Report how many lines in the rows below contain the string "chair", with case counting. Give only the number.

begin GIVEN INFORMATION

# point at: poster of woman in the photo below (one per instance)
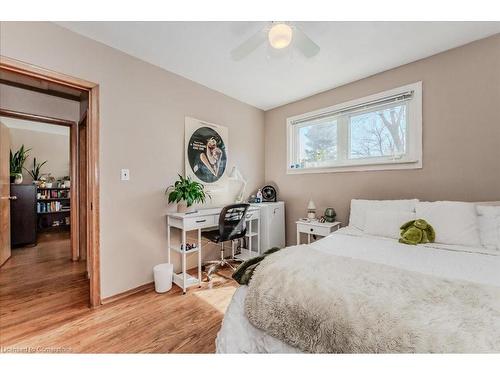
(206, 151)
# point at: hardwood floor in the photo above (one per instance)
(44, 307)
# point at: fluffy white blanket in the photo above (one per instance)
(334, 304)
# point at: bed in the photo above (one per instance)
(458, 265)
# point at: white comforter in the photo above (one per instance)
(482, 266)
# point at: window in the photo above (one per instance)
(382, 131)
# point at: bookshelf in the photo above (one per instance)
(53, 208)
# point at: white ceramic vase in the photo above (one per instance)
(182, 207)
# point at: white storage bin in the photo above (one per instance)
(163, 277)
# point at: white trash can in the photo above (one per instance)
(163, 277)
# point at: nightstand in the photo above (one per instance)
(315, 228)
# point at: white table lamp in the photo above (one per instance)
(237, 176)
(311, 210)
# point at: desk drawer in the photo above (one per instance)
(200, 222)
(312, 229)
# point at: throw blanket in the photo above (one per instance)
(323, 303)
(245, 270)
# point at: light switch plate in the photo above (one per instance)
(125, 175)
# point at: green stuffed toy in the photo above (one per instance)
(417, 231)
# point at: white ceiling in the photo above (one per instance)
(349, 51)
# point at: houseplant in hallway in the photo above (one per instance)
(17, 161)
(186, 192)
(35, 171)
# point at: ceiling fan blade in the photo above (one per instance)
(304, 43)
(248, 46)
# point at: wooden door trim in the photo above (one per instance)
(37, 118)
(31, 70)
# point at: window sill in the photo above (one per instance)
(381, 166)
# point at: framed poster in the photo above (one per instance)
(206, 153)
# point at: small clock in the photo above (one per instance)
(268, 193)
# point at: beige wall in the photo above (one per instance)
(461, 136)
(52, 147)
(142, 111)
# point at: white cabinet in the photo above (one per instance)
(272, 224)
(315, 228)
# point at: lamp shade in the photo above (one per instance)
(311, 206)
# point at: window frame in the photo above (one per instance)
(411, 160)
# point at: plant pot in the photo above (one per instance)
(18, 179)
(182, 207)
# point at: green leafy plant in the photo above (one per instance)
(185, 189)
(35, 171)
(17, 160)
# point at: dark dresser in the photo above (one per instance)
(23, 217)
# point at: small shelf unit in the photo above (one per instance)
(51, 218)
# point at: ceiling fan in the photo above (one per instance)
(279, 35)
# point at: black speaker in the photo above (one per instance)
(268, 193)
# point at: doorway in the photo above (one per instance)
(84, 158)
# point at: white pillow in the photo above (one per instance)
(455, 223)
(386, 223)
(488, 226)
(360, 206)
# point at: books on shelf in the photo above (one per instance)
(54, 206)
(53, 193)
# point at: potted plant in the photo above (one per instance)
(185, 192)
(35, 171)
(17, 161)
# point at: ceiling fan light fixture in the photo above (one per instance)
(280, 35)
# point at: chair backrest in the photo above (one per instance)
(232, 224)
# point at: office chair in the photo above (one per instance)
(232, 226)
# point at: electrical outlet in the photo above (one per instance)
(125, 175)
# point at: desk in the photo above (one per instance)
(203, 219)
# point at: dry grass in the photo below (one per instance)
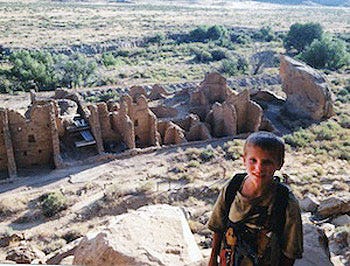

end GIVEN INFORMATION

RESPONSE BELOW
2